● 页面摘录
------------------------------

德勒兹的观点很明显强调了这一点。但《持摄影机的人》可以从两种完全相反的方式来考察:一方面是工艺唯意志论的完美图解,让所有现实臣服于全景敞视的眼睛,另一方面是为了运动的自由沟通,摧毁光的统治。这部影片在这两个相反的立场之间展现了完美的平衡。而电影则展现为一种把这些矛盾统一起来的强势艺术:或者在中心之眼的指挥下把所有运动尽可能有意识地引导,或者为了生活能量的自由发展尽可能取消其中的所有意志。电影因此已远不只是一种艺术,它是共产主义现代世界的乌托邦。但这种电影共产主义也被影评家们看作或已经看作:中心之眼的“形式主义”杂技与事物流动的泛神论地位的解除之间无法解决的张力。

------------------------------

● 来源信息
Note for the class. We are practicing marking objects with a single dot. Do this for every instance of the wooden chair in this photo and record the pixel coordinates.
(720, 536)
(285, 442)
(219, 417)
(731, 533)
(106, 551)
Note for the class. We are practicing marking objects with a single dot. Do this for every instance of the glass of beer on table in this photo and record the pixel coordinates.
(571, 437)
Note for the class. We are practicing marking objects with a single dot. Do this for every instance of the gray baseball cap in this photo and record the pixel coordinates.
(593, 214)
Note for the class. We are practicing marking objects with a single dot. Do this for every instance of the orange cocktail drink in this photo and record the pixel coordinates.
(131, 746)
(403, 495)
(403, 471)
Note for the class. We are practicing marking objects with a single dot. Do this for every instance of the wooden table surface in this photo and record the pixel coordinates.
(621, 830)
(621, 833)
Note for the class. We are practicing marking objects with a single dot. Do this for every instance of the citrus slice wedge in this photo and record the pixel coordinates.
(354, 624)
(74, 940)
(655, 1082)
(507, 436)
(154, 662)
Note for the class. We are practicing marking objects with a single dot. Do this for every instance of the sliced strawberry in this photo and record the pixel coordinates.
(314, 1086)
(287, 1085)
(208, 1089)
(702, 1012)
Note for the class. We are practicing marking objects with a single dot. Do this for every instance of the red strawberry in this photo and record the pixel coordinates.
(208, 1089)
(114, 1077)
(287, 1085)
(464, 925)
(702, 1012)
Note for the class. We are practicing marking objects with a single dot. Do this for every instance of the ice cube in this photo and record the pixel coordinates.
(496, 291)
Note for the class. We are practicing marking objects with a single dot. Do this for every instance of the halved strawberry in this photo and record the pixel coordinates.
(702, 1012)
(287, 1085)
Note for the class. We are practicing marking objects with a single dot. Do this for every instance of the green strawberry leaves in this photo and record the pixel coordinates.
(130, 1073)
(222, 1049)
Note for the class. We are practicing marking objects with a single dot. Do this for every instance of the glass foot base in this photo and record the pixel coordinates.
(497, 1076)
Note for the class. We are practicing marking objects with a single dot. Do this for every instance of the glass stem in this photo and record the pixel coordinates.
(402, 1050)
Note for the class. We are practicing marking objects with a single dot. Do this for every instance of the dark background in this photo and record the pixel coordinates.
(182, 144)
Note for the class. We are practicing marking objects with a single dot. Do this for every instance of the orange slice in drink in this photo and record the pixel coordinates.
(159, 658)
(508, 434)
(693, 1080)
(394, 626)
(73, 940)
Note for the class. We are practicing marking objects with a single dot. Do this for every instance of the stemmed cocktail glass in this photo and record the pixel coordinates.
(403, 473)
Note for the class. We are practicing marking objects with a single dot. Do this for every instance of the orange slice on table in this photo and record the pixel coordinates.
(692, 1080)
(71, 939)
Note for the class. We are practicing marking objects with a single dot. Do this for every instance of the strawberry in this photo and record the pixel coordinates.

------------------------------

● 任务要求
页面摘录把几组相互对立的两端并列提出。请逐组列出这些对立,每组写明两端。

● 任务回答
1. 工艺唯意志论的完美图解,让所有现实臣服于全景敞视的眼睛;与之相对的是为了运动的自由沟通,摧毁光的统治。
2. 在中心之眼的指挥下把所有运动尽可能有意识地引导;与之相对的是为了生活能量的自由发展,尽可能取消其中的所有意志。
3. 中心之眼的"形式主义"杂技;与之相对的是事物流动的泛神论地位的解除。